To estimate the part played by Religion in the past history of the human race would be a gigantic undertaking immeasurably above my ambition.1 A very much simpler inquiry is that which I propose to pursue: namely, one into the chief consequences which might be anticipated to follow the downfall of such Religion, as at present prevails in civilized Europe and America. When these consequences have been, however imperfectly, set in array we shall be in a position to form some opinion whether we “can do very well without religion.” Let me premise: —
1. That by the word Religion I mean definite faith in a Living and Righteous God; and, as a corollary therefrom, in the survival of the human soul after death. In other words, I mean by “religion” that nucleus of simple Theism which is common to every form of natural religion, of Christianity and Judaism; and, of course, in a measure also to remoter creeds, which will not be included in the present purview. Further, I do not mean Positivism, or Agnosticism, or Buddhism, exoteric or esoteric; or the recognition of the “Unknown and Unknowable,” or of a “Power not ourselves which makes for righteousness.” These may, or may not, be fitly termed “religions;” but it is not the results of their triumph or extinction which we are here concerned to estimate. I shall even permit myself generally to refer to all such phases of non-belief as involve denial of the dogmas of Theism above-stated as “Atheism;” not from discourtesy, but because it would be impossible at every point to distinguish them, and because, for the purposes of the present argument, they are tantamount to Atheism.

[WHAT YOU WILL DO]:
• A. In the passage on religion's downfall, what does the word "Religion" mean?
• B. Carry on the passage on religion's downfall from the point where it stops.

[GIVEN ENTRIES]:
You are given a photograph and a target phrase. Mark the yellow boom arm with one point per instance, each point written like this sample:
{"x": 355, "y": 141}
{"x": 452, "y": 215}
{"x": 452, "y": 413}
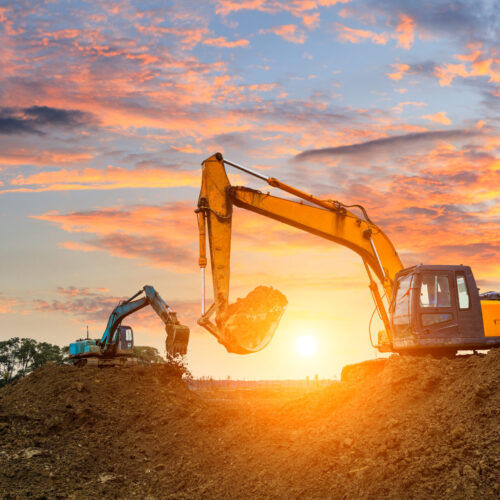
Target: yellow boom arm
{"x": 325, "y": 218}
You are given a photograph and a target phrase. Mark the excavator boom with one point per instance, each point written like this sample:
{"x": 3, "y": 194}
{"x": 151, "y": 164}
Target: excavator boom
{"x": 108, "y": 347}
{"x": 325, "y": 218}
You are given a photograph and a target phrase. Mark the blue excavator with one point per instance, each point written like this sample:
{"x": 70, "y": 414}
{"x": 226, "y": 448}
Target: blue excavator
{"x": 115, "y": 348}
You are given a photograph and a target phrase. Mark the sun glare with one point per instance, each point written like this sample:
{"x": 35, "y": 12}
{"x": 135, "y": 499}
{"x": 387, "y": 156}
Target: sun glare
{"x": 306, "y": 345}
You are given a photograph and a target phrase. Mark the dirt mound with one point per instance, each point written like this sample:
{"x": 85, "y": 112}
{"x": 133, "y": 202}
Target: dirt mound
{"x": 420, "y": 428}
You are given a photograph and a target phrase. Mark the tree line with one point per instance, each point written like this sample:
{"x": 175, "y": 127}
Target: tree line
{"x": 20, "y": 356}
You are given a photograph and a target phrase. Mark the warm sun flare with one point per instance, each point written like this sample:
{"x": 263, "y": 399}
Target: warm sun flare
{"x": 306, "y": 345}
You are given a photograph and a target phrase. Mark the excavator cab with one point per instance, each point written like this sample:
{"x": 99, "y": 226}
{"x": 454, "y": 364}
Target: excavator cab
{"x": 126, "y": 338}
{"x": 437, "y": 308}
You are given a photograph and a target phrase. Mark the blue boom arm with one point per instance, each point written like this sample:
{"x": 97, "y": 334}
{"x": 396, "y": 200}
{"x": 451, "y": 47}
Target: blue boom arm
* * *
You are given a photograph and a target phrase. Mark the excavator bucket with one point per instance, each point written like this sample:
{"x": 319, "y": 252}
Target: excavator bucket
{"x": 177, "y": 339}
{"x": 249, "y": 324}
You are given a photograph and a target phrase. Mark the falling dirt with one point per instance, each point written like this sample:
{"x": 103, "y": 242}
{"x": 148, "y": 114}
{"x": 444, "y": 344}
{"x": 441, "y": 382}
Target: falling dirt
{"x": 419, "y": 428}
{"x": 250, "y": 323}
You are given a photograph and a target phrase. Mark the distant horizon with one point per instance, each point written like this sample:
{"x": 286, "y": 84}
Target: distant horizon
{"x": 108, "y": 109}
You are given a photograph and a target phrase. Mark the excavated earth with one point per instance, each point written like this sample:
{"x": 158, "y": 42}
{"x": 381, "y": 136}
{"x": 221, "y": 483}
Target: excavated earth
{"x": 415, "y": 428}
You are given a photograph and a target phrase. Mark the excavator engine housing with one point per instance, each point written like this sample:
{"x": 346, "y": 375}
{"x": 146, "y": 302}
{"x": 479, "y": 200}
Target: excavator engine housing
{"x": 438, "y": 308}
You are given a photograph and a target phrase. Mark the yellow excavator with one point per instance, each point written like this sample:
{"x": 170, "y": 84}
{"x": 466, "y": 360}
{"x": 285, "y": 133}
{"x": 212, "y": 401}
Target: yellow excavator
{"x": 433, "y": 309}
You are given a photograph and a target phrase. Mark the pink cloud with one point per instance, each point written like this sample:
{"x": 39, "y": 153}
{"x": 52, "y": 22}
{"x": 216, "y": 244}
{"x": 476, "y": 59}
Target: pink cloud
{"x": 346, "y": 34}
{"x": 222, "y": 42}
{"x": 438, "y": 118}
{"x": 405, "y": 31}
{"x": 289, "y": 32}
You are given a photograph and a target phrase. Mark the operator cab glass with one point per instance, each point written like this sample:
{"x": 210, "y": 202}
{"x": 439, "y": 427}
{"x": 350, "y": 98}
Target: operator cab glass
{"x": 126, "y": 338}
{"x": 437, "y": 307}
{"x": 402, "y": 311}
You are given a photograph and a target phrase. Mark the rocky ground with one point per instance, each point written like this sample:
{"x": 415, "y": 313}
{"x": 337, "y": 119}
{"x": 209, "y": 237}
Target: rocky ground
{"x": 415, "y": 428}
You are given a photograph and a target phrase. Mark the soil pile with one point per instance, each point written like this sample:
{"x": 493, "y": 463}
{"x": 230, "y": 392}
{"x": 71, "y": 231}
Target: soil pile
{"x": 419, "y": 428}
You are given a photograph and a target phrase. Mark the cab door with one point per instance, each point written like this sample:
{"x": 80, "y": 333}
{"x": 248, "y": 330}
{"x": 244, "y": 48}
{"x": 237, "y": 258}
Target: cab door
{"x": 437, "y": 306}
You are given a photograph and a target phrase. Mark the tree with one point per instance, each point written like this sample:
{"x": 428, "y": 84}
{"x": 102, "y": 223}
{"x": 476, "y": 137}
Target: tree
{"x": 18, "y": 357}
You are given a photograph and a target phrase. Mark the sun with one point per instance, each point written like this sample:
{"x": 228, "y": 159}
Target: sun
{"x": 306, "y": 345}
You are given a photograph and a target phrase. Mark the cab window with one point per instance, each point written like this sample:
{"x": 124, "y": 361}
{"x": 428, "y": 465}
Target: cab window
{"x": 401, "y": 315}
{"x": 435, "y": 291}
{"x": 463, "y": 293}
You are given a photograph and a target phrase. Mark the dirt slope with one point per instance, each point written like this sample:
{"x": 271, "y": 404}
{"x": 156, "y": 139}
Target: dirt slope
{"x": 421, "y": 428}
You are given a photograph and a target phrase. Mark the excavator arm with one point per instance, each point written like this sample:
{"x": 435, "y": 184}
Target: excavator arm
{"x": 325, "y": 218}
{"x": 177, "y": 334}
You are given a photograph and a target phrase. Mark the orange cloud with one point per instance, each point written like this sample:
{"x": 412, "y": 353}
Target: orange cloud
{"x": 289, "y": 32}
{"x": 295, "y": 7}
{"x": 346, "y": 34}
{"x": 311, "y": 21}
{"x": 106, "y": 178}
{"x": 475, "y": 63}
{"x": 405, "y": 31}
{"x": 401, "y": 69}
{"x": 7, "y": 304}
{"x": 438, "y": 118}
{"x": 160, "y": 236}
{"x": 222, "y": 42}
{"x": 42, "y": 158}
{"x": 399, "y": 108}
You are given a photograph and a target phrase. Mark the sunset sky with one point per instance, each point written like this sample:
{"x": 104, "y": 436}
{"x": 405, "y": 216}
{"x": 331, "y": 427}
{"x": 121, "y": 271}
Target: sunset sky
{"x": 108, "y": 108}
---
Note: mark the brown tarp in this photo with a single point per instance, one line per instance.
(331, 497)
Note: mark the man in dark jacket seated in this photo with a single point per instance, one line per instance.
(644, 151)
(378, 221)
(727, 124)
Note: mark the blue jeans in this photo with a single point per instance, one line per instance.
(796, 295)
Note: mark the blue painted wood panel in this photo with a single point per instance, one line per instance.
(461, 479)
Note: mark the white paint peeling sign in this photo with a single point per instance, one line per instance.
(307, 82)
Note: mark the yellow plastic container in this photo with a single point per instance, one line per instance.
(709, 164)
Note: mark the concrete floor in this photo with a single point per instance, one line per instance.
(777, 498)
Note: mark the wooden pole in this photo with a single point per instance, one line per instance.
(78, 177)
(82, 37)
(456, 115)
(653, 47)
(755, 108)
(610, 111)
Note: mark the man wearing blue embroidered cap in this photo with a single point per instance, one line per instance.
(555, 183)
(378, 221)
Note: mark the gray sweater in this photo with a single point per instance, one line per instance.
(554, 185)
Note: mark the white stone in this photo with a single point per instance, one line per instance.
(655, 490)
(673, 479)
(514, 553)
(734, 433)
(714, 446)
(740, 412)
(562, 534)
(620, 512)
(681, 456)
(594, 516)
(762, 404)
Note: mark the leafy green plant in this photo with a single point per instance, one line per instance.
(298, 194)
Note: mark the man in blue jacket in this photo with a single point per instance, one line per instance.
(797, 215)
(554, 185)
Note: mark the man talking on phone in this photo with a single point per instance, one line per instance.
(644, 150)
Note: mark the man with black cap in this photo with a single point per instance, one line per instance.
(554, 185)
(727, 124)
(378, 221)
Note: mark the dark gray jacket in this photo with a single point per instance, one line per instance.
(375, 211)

[RESULTS OF THE EXERCISE]:
• A. Definite faith in a Living and Righteous God and, as a corollary, in the survival of the human soul after death.

• B.
2. That I absolve myself from weighing against the advantages of Religion the evils which have followed its manifold corruptions. Those evils, in the case even of the Christian religion, I recognize to have been so great, so hideous, that during their prevalence it might have been plausibly – though even then, I think, not truly – contended that they out-balanced its benefits. But the days of the worst distortions of Christianity have long gone by. The Christianity of our day tends, as it appears to me, more and more to resume the character of the Religion of Christ, i. e., the religion which Christ believed and lived; and to reject that other and very different religion which men have taught in Christ’s name. As this deep and silent but vast change comes over the spirit of the Christianity of modern Europe, it becomes better and better qualified to meet fearlessly the challenge, “Should we do well without religion in its Christian shape?” But it is not my task here to analyze the results of any one type of religion, Christian, Jewish, or simply Theistic; but only to register those of Religion itself, as I have defined it above, namely, faith in God and in immortality.
I confess, at starting on this inquiry, that the problem “Is religion of use, or can we do as well without it?” seems to me almost as grotesque as the old story of the woman who said that we owe
1
The best summary of the benefits which the Christian religion has historically wrought for mankind is, I think, to be found in that eloquent book “Gesta Christi,” by the great American philanthropist, Mr. Charles Brace.
The author has made no attempt to delineate the shadowy side of the glowing picture, the evils of superstition and persecution wherewith men have marred those benefits.